● **SHORT EXERCISE**: Change every "marker" in the lines below to "dot" and reproduce them with nothing else altered.

● **MATERIALS PROVIDED**:
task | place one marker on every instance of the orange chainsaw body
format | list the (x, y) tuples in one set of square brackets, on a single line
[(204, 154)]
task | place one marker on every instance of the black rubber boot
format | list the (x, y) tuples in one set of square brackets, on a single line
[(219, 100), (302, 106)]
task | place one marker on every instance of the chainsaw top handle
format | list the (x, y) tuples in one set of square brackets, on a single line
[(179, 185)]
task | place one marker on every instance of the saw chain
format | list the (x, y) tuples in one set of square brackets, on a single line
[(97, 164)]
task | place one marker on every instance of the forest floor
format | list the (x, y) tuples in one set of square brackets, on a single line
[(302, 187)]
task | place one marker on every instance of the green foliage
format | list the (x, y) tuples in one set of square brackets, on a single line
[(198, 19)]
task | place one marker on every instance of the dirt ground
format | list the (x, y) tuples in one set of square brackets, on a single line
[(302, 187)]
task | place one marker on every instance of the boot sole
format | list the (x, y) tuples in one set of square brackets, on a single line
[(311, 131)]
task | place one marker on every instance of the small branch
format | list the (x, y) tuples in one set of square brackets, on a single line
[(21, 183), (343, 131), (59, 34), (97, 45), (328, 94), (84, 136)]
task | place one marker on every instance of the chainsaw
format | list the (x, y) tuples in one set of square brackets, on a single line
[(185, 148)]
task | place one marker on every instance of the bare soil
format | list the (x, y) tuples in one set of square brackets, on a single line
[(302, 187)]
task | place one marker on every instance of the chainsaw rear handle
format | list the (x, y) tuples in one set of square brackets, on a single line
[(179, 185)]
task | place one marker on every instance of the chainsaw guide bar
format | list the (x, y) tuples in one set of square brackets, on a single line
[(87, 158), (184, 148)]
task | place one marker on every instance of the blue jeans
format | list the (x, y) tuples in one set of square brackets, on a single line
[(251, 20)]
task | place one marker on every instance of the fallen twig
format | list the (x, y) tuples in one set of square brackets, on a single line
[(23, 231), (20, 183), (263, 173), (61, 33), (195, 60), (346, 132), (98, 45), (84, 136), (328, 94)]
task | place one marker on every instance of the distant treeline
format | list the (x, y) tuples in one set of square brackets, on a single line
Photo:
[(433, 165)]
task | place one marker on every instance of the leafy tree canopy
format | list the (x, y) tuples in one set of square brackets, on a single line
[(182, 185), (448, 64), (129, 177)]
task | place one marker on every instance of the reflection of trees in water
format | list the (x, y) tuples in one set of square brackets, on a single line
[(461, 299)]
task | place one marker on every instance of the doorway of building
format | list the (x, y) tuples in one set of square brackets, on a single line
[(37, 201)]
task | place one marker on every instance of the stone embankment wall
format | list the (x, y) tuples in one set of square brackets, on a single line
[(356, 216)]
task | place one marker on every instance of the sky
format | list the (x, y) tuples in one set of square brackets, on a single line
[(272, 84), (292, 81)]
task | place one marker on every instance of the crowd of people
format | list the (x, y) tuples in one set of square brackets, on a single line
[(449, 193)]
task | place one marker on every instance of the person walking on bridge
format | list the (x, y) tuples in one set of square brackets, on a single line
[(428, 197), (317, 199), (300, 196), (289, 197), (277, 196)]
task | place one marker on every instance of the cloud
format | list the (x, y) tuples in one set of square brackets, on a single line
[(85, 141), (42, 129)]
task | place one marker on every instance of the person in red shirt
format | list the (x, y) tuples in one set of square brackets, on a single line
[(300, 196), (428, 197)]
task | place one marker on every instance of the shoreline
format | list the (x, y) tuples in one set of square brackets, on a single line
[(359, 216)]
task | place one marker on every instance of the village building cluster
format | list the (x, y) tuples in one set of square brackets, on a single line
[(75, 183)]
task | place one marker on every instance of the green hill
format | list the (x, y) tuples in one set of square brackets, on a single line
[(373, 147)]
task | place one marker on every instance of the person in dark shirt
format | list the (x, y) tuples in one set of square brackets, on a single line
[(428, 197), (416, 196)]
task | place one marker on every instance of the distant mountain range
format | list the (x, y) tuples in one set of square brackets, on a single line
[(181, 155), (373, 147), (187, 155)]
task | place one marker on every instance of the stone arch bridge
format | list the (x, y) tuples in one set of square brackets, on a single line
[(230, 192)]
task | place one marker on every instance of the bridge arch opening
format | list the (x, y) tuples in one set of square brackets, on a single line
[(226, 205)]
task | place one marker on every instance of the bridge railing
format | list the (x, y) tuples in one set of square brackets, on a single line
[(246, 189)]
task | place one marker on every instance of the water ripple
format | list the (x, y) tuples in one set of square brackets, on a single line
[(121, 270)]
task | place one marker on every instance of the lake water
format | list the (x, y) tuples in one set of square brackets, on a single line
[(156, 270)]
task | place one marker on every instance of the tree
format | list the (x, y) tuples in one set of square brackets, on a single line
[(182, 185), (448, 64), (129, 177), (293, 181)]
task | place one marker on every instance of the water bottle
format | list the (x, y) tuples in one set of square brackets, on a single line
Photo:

● **THE REPLY**:
task | place one dot on every instance of the orange chainsaw body
format | list the (x, y) tuples in one set of square brackets, on a single line
[(204, 154)]
task | place one dot on every instance of the black rubber boot
format | list the (x, y) tuples in one set of square brackets, on a single line
[(219, 100), (302, 106)]
task | place one dot on every instance of the chainsaw top handle
format | list the (x, y) tuples in one set of square brackets, on a single line
[(179, 185)]
task | place one dot on every instance of the saw chain
format | list the (x, y) tuples in one set of square brackets, on a single line
[(97, 164)]
task | place one dot on every instance of the forest floor
format | list the (x, y) tuples in one set of square brackets, on a single line
[(302, 187)]
task | place one dot on every instance of the green foliage
format | list the (x, y) tuples in one set of square brackets, on a single line
[(198, 19)]
task | place one dot on every instance of the dirt ground
format | list the (x, y) tuples in one set of square brackets, on a single line
[(302, 187)]
task | place one dot on every instance of the boot sole
format | list the (x, y) tuples in one set of square brackets, on a single line
[(311, 131)]
task | place one dot on every instance of the small branch
format | list the (x, y) tuples in one set of square brackets, on a single line
[(21, 183), (343, 131), (59, 34), (97, 45), (328, 94), (84, 136)]
task | place one dot on every instance of the chainsaw
format | list the (x, y) tuples in one set of square brackets, on a single line
[(185, 148)]
task | place one dot on every instance of the bare soil
format | list the (x, y) tuples in one set of square brackets, on a single line
[(302, 187)]
task | place one dot on every instance of the chainsaw rear handle
format | list the (x, y) tuples in one set of square brackets, on a single line
[(179, 185)]
task | place one dot on every instance of the chainsaw guide bar
format | list the (x, y) tuples in one set of square brackets, on a single line
[(87, 158), (184, 148)]
task | place one dot on every instance of the blue jeans
format | list the (x, y) tuples in one set of square brackets, on a single line
[(251, 20)]
task | place one dot on every instance of the fallen twig
format | list the (x, y) tuples in one set of square brackets, on a single line
[(23, 231), (20, 183), (263, 173), (61, 33), (195, 60), (346, 132), (98, 45), (84, 136), (328, 94)]
task | place one dot on every instance of the distant treeline
format | list the (x, y) tuples in one set of square brackets, on a single line
Photo:
[(433, 165)]
task | place one dot on every instance of the leafy tree canopy
format | list the (x, y) tuples in one set of square brackets, on a single line
[(182, 185), (448, 64), (129, 177)]
task | place one dot on every instance of the reflection of trees in water
format | list the (x, y) tuples in one set of square brackets, on a single line
[(461, 299)]
task | place one dot on every instance of the doorway of building
format | list the (x, y) tuples in one set of square brackets, on a single line
[(37, 201)]
task | place one dot on every instance of the stone embankment wall
format | list the (x, y) tuples in one set of square brackets, on a single line
[(356, 216)]
task | place one dot on every instance of the sky
format | list the (x, y) tuples in one set of square brackets, on a single line
[(272, 84), (292, 81)]
task | place one dot on every instance of the crowd of people
format | list the (x, y) tuples in one set of square brackets, on a single line
[(449, 193)]
task | place one dot on every instance of the person walking on bridge
format | list the (x, y) tuples in one set of square brackets, on a single line
[(428, 197), (317, 199), (300, 196), (289, 197), (277, 196)]
task | place one dot on every instance of the cloud
format | list the (x, y) tuples in one set of square brackets, on a single line
[(85, 141), (42, 129)]
task | place one dot on every instance of the person in red shirt
format | list the (x, y) tuples in one set of square brackets, on a single line
[(300, 196), (428, 197)]
task | place one dot on every instance of the shoreline
format | list the (x, y) tuples in one set of square brackets, on a single line
[(359, 216)]
task | place one dot on every instance of the village building cluster
format | list the (x, y) tuples in one set of square brackets, on a single line
[(75, 183)]
task | place one dot on every instance of the green hill
format | list the (x, y) tuples in one set of square brackets, on a single line
[(373, 147)]
task | place one dot on every instance of the person in dark shirt
format | list the (x, y) tuples in one set of square brackets, on a single line
[(428, 197), (416, 196)]
task | place one dot on every instance of the distant mountain range
format | list the (x, y) tuples in one set of square brackets, on a single line
[(181, 155), (373, 147), (187, 155)]
task | place one dot on every instance of the stone arch bridge
format | list the (x, y) tuples in one set of square brackets, on a single line
[(230, 192)]
task | place one dot on every instance of the bridge arch opening
format | list the (x, y) tuples in one set of square brackets, on a single line
[(226, 205)]
task | place one dot on every instance of the bridge railing
format | list the (x, y) tuples in one set of square brackets, on a single line
[(246, 189)]
task | place one dot on every instance of the water ripple
format | list the (x, y) tuples in one set of square brackets, on a single line
[(121, 270)]
task | place one dot on every instance of the lake water
format | list the (x, y) tuples in one set of square brackets, on a single line
[(156, 270)]
task | place one dot on every instance of the tree
format | list the (x, y) tuples in one set of square brackets, on a single line
[(182, 185), (448, 64), (129, 177), (293, 181)]
task | place one dot on every instance of the water bottle
format | list the (x, y) tuples in one set of square brackets, on a single line
Photo:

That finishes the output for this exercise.